• [DIRECTIONS] In the abstract on K+ channel regulation in human T lymphocytes, what is named as the predominant ion current in resting human T cells?

• [DOCUMENT TEXT]
=== Section Start ===

Reciprocal regulation of K+ channels by Ca2+ in intact human T lymphocytes.

The requirement for increased [Ca2+]i during T cell activation is well established. In the present study, we have used the cell-attached configuration of the patch-clamp technique and Ca2+ spectrofluorometry to investigate the regulation of K+ channel activity by intracellular calcium [Ca2+]i in intact human T lymphocytes. The predominant ion current in resting human T cells is a voltage-dependent K+ current, K(V), which is susceptible to second-messenger regulation. We report here that K(V) channel activity is reversibly inhibited at all relevant membrane potentials by a rise in [Ca2+]i induced by Ca2+ ionophore or the mitogens, concanavalin A or phytohemagglutinin. Consistent with this Ca2+ dependence, lowering [Ca2+]i with Ca(2+)-depleted medium can induce K(V) channel activity in otherwise quiet patches. We have also found two Ca(2+)-activated K+ channels (K(Ca)), a 9 pS channel and an inwardly rectifying 11-25 pS channel, similar to those we found in rat thymic T cells and human B cells. The sensitivity of these K(Ca) channels to [Ca2+]i suggests reciprocal regulation with that of K(V) channels. A considerable lag between mitogen treatment and induction of 9 pS K(Ca) activity, the decrease in this channel's activity in the continued presence of high [Ca2+]i or upon patch excision, and the decreased sensitivity of K(V) to Ca2+i block in disrupted cells all argue for the involvement of intracellular factors. During [Ca2+]i-mediated inhibition of K(V) channels, the recruitment of distinct K(Ca) channels is likely to play a central role in maintaining cell hyperpolarization and a sustained driving force for Ca2+ influx during T-cell activation.

=== Section End ===

• [PROVIDED MATERIAL]
=== Section Start ===

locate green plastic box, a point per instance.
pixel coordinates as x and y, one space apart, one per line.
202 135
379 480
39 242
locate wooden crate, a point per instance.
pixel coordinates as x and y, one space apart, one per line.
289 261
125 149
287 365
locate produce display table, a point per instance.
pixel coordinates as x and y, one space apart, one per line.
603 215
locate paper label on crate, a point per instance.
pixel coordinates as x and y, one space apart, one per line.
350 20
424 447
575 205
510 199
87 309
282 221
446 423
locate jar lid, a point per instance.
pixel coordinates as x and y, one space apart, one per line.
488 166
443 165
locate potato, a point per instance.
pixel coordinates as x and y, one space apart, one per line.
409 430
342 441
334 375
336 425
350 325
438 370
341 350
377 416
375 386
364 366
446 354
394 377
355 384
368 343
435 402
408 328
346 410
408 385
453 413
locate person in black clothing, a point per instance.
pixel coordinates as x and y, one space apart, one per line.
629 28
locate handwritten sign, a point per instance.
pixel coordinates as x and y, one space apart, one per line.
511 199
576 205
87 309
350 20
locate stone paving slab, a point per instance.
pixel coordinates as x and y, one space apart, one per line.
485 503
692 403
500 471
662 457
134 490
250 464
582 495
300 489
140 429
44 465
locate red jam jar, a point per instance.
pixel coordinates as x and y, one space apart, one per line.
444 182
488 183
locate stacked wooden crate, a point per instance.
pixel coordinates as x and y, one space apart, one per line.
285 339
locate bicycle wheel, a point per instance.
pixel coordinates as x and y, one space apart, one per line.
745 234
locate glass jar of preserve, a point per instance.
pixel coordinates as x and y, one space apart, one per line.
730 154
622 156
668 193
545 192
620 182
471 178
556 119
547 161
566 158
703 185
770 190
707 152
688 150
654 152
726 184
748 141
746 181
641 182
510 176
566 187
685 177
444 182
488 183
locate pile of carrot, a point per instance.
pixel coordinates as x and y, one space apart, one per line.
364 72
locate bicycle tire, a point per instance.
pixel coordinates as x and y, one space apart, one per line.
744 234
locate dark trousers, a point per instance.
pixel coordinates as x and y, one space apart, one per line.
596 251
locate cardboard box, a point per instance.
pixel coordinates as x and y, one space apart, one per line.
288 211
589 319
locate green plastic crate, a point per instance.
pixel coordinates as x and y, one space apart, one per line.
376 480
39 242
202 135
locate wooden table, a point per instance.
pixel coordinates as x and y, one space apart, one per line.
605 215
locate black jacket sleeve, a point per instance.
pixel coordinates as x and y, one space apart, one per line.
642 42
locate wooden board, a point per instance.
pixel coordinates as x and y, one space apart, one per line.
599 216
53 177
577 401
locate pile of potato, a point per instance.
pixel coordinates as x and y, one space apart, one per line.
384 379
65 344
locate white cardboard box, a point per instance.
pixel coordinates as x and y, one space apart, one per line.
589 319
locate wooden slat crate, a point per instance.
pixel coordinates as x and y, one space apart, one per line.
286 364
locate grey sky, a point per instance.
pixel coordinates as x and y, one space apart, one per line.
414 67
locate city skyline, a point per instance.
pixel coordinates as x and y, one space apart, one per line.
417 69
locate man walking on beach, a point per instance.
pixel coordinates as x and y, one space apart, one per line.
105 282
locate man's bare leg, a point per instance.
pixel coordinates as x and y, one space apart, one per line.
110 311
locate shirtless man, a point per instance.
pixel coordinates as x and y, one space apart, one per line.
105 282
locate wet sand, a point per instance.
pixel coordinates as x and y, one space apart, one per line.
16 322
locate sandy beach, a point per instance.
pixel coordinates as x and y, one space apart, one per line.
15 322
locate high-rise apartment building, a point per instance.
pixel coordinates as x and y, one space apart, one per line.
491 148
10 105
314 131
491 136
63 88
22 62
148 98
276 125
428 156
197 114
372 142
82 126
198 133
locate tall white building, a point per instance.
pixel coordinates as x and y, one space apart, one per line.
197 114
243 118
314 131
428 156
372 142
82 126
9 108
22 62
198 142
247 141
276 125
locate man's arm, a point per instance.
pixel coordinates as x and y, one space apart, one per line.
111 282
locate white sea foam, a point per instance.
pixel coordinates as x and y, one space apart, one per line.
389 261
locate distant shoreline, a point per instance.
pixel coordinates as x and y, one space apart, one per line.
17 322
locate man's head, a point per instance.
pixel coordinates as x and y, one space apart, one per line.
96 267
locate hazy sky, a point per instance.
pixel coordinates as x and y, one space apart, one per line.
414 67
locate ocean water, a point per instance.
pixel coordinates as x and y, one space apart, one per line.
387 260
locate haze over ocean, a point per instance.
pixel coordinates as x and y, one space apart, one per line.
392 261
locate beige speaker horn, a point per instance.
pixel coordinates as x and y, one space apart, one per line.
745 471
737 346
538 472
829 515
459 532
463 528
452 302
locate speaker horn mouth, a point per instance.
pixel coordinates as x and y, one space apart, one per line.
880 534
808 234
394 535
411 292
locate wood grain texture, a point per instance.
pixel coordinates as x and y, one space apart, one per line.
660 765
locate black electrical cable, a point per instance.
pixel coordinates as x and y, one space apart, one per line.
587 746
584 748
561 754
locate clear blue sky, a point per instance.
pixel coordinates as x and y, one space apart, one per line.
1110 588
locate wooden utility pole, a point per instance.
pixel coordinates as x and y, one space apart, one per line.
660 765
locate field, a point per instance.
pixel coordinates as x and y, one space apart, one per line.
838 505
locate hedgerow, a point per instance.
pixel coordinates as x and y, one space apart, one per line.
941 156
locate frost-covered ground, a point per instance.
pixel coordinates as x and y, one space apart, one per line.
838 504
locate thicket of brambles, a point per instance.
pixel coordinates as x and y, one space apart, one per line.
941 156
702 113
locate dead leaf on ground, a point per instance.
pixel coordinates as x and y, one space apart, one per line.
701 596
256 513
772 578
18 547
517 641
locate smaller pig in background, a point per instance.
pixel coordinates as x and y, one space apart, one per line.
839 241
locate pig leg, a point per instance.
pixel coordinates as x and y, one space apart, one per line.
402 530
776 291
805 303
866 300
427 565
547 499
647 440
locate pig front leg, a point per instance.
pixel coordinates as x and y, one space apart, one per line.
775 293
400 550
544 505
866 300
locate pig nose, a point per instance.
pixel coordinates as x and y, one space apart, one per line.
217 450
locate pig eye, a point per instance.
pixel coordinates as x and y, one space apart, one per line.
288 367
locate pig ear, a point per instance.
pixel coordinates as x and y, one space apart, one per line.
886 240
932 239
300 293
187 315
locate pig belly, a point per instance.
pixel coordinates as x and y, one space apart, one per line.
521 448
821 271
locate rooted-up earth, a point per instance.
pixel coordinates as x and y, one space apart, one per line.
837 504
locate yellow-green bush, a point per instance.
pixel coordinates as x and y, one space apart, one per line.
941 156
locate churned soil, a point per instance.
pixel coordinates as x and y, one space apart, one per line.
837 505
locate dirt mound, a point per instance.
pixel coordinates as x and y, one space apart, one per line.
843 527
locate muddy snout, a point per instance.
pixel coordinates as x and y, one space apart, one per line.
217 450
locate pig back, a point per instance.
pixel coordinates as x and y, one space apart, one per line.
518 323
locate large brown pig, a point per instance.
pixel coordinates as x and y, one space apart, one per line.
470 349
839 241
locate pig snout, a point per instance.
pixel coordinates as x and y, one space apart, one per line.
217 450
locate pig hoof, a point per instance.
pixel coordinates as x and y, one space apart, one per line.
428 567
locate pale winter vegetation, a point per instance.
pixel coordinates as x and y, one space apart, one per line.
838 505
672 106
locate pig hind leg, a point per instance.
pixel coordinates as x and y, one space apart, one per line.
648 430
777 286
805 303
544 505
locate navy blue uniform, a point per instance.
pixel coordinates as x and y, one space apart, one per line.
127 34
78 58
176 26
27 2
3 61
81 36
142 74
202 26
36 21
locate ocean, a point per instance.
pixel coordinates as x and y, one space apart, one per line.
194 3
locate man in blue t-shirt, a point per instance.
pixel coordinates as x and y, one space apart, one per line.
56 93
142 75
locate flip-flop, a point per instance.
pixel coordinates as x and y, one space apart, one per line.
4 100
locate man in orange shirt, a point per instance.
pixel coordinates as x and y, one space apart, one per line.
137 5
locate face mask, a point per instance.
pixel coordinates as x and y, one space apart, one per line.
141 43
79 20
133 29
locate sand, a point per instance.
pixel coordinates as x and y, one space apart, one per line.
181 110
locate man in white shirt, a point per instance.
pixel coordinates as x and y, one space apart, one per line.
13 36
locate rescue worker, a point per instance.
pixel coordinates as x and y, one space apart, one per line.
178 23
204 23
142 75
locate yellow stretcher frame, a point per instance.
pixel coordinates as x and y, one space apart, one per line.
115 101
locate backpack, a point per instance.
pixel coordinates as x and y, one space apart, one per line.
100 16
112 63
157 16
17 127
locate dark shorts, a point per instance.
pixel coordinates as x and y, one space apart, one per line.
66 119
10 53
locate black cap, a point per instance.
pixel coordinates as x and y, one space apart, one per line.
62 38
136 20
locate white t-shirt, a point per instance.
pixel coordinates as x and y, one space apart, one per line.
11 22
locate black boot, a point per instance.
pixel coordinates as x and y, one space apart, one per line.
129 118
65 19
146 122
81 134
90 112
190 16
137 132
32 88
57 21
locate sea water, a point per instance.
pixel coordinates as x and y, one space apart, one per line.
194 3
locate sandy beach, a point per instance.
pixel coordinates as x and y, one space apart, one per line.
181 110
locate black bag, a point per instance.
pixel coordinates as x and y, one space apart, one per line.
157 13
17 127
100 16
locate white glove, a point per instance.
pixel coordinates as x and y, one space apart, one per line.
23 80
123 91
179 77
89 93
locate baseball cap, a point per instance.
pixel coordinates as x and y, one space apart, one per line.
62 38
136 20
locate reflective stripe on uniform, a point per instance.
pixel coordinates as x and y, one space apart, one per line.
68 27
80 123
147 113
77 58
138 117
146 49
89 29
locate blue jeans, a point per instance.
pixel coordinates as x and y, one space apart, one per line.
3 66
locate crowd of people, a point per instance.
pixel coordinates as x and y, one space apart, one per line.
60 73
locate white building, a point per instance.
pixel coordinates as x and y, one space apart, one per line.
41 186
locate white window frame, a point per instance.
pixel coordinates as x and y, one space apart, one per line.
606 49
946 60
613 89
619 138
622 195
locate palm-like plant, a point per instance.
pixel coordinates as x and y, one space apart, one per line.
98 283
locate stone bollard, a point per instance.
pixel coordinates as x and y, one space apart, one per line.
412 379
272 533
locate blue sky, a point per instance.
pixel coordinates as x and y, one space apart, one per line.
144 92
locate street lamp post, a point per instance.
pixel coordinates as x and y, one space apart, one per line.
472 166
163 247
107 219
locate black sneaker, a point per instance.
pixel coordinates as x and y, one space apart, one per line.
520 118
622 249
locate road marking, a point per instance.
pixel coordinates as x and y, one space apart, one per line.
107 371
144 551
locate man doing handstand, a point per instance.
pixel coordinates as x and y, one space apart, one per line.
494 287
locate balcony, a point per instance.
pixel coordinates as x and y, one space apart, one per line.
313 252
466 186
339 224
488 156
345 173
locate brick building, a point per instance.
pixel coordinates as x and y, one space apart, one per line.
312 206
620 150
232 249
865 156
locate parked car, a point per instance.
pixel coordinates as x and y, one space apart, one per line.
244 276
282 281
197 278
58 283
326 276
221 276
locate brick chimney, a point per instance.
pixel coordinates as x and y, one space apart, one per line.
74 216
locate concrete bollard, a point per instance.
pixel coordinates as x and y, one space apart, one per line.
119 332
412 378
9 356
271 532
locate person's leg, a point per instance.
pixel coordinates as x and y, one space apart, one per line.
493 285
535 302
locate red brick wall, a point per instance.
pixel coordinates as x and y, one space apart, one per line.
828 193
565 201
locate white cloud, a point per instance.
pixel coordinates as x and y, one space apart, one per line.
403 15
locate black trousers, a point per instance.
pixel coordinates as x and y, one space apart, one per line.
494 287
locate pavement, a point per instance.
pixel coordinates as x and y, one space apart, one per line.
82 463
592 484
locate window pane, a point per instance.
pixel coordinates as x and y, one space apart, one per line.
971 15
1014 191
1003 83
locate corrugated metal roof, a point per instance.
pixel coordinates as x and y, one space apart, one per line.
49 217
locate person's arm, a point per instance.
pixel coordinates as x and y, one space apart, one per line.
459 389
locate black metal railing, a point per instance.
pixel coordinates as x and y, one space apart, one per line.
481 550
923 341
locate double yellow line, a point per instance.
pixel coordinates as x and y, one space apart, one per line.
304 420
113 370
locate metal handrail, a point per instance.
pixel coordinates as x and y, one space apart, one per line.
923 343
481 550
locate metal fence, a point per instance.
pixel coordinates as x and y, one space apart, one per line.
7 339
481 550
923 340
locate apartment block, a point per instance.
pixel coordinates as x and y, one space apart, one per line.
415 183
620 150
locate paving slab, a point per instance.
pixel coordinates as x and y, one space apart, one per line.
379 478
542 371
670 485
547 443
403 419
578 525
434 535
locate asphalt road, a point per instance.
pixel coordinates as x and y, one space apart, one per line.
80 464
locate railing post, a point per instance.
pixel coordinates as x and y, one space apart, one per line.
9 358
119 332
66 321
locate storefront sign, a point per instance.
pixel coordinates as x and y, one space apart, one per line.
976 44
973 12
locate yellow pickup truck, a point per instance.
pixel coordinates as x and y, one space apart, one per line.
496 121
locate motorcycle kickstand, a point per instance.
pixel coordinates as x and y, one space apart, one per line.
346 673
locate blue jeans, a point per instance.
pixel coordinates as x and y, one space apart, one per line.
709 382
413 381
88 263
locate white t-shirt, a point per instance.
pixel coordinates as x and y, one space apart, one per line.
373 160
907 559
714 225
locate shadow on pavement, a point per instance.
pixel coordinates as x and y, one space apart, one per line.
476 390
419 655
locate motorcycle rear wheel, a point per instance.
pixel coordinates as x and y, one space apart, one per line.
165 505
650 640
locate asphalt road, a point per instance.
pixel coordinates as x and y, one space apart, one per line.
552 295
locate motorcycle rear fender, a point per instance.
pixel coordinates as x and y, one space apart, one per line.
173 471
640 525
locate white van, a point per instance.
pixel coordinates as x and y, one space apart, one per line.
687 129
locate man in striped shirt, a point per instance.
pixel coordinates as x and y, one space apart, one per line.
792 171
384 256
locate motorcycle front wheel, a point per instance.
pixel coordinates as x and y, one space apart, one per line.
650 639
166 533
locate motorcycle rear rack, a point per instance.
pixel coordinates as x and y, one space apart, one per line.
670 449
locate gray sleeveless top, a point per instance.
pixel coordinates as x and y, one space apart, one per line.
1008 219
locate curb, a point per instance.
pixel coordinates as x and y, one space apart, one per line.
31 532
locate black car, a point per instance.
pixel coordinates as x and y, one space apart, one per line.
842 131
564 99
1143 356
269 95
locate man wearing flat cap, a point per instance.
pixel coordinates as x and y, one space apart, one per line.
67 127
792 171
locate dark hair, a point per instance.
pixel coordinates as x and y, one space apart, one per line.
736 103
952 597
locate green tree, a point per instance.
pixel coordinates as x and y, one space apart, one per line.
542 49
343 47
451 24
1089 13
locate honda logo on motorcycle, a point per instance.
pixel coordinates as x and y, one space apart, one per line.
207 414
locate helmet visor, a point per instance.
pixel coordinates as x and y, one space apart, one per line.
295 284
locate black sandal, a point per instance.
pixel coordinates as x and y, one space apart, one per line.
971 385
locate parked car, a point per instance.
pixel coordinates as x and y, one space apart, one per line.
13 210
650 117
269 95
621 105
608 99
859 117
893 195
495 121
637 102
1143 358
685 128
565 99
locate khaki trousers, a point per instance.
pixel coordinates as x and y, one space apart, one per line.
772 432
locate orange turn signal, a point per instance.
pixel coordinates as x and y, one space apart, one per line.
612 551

=== Section End ===

• [REPLY] A voltage-dependent K+ current, K(V).